待办任务:
1. 能否把 detectnet 目标检测节选中从“import statements”到“videooutput.usage() + log.usage()”的这段照抄下来？
2. detectnet 目标检测节选在最后一行之后该怎么往下写？请接着续写。

节选文本:
____________________

作为示例，就下载一个ssd-mobilenet-v2(default)模型

$ mkdir model-mirror-190618
$ cd model-mirror-190618
$ wget https://github.com/dusty-nv/jetson-inference/releases/download/model-mirror-190618/ssd-mobilenet-v2.tar.gz
$ tar -zxvf ssd-mobilenet-v2.tar.gz -c ../data/networks
$ cd ..

注：这个模型文件下载要注意，将解压缩文件放置到ssd-mobilenet-v2目录下。

2.3 操作示例

$ cd build/aarch64/bin/

2.3.1 单张照片

# c++
$ ./detectnet --network=ssd-mobilenet-v2 images/peds_0.jpg images/test/output_detectnet_cpp.jpg

# python
$ ./detectnet.py --network=ssd-mobilenet-v2 images/peds_0.jpg images/test/output_detectnet_python.jpg

本次cpp和python执行概率结果一致，不像imagenet有差异。

在这里插入图片描述

2.3.2 多张照片

# c++
$ ./detectnet "images/peds_*.jpg" images/test/peds_output_detectnet_cpp_%i.jpg

# python
$ ./detectnet.py "images/peds_*.jpg" images/test/peds_output_detectnet_python_%i.jpg

注：多张图片这里就不再放出了，感兴趣的朋友下载代码，本地运行一下即可。

2.3.3 视频

# download test video
wget https://nvidia.box.com/shared/static/veuuimq6pwvd62p9fresqhrrmfqz0e2f.mp4 -o pedestrians.mp4

# c++
$ ./detectnet ../../../pedestrians.mp4 images/test/pedestrians_ssd_detectnet_cpp.mp4

# python
$ ./detectnet.py ../../../pedestrians.mp4 images/test/pedestrians_ssd_detectnet_python.mp4

pedestrians

3. 代码

3.1 python

import statements
├── import sys
├── import argparse
├── from jetson_inference import detectnet
└── from jetson_utils import videosource, videooutput, log

command-line argument parsing
├── create argumentparser
│   ├── description: "locate objects in a live camera stream using an object detection dnn."
│   ├── formatter_class: argparse.rawtexthelpformatter
│   └── epilog: detectnet.usage() + videosource.usage() + videooutput.usage() + log.usage()
├── add arguments
│   ├── input: "uri of the input stream"
│   ├── output: "uri of the output stream"

____________________

数据内容:
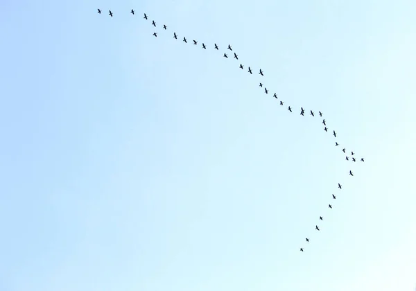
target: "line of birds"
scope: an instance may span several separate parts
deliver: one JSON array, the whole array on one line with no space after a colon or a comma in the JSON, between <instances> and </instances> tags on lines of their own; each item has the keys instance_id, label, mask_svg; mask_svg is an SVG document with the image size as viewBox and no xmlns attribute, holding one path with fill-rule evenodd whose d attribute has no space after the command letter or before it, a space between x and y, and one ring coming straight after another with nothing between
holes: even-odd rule
<instances>
[{"instance_id":1,"label":"line of birds","mask_svg":"<svg viewBox=\"0 0 416 291\"><path fill-rule=\"evenodd\" d=\"M101 10L100 9L98 9L98 13L101 14ZM132 9L131 11L130 11L130 13L132 13L132 15L135 15L135 10L133 9ZM147 16L147 15L146 13L144 13L144 17L143 18L144 19L146 19L146 20L148 20L148 16ZM112 12L111 10L109 10L109 15L110 17L112 17L113 16ZM156 23L155 22L154 20L152 21L152 24L151 24L153 26L156 27ZM166 26L166 24L163 25L163 28L165 30L167 30L167 26ZM154 35L155 37L157 37L157 33L155 32L153 35ZM173 38L177 39L177 35L176 34L175 32L173 33ZM185 37L184 37L182 41L184 42L187 43L187 44L188 43L188 42L187 40L187 38ZM198 42L196 40L193 39L193 44L194 45L196 45L196 46L198 45ZM207 49L207 46L206 46L206 45L205 45L205 43L202 43L202 48ZM218 48L218 46L217 45L217 44L214 44L214 48L215 49L216 49L217 51L219 50L219 48ZM228 47L227 48L227 49L228 49L228 50L229 50L231 51L232 51L232 46L231 46L230 44L228 45ZM235 58L236 60L239 60L238 55L235 52L234 52L234 51L233 51L233 53L234 53L234 58ZM226 53L224 53L223 57L225 58L228 58L228 55L227 55ZM244 65L243 65L242 64L240 64L239 68L241 69L243 69ZM250 73L252 75L253 73L252 73L252 69L250 67L248 67L248 72ZM261 69L259 69L259 75L261 75L262 76L264 76L263 71L261 70ZM265 93L266 94L268 94L269 90L268 90L266 87L263 87L263 83L260 82L259 87L261 87L261 88L264 88ZM274 93L273 97L275 97L276 99L277 99L277 95L276 93ZM280 100L280 103L279 104L283 106L283 105L284 104L284 102L282 101L282 100ZM288 111L289 111L290 112L293 112L292 107L291 107L291 106L288 107ZM301 107L300 107L300 115L304 116L304 113L305 113L305 111L304 111L304 108ZM318 113L319 113L320 117L322 117L322 113L320 111L319 111ZM315 114L313 113L313 112L312 110L310 110L309 115L311 116L315 116ZM324 126L324 130L327 132L328 132L328 128L327 127L327 123L326 123L324 118L322 120L322 123ZM333 134L332 135L333 135L333 136L336 137L336 138L337 137L336 132L335 132L335 130L333 130ZM340 146L340 144L337 141L336 141L335 146ZM346 149L345 148L343 148L342 151L344 153L346 153ZM356 161L356 159L355 157L353 157L354 155L354 152L353 151L352 151L351 152L352 161L354 161L354 162L355 162L355 161ZM349 157L347 155L345 157L345 159L347 161L349 161ZM364 161L364 158L361 157L361 161L363 162ZM349 170L349 175L354 176L354 174L353 174L353 173L352 173L352 170ZM342 189L342 185L340 183L338 184L338 188L339 189ZM333 200L336 199L336 196L335 195L333 195L333 194L332 194L332 199L333 199ZM328 208L331 209L332 209L332 205L331 204L328 204ZM319 219L320 219L320 220L323 220L323 217L322 216L320 216ZM316 229L318 231L320 230L320 228L319 228L319 227L318 225L315 225L315 229ZM306 242L309 242L309 238L306 238ZM300 251L301 252L304 252L303 247L300 248Z\"/></svg>"}]
</instances>

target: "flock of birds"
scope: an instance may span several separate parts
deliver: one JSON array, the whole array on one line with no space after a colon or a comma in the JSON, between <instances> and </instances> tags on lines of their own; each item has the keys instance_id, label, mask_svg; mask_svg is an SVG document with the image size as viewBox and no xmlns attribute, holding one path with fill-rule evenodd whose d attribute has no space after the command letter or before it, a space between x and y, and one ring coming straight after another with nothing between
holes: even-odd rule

____________________

回答内容:
1.
import statements
├── import sys
├── import argparse
├── from jetson_inference import detectnet
└── from jetson_utils import videosource, videooutput, log

command-line argument parsing
├── create argumentparser
│   ├── description: "locate objects in a live camera stream using an object detection dnn."
│   ├── formatter_class: argparse.rawtexthelpformatter
│   └── epilog: detectnet.usage() + videosource.usage() + videooutput.usage() + log.usage()

2.
│   ├── --network: "pre-trained model to load (default: 'ssd-mobilenet-v2')"
│   ├── --overlay: "detection overlay flags (default: 'box,labels,conf')"
│   └── --threshold: "minimum detection threshold to use (default: 0.5)"
└── parse arguments
    ├── args = parser.parse_known_args()[0]
    └── exception handling
        ├── print("")
        └── parser.print_help()
        └── sys.exit(0)

create video sources and outputs
├── input = videosource(args.input, argv=sys.argv)
└── output = videooutput(args.output, argv=sys.argv)

load object detection network
└── net = detectnet(args.network, sys.argv, args.threshold)

# note: hard-code paths to load a model (commented out)
   ├── net = detectnet(model="model/ssd-mobilenet.onnx", labels="model/labels.txt", 
   ├──                 input_blob="input_0", output_cvg="scores", output_bbox="boxes", 
   └──                 threshold=args.threshold)

process frames until eos or user exits
└── while true:
    ├── capture next image
    │   └── img = input.capture()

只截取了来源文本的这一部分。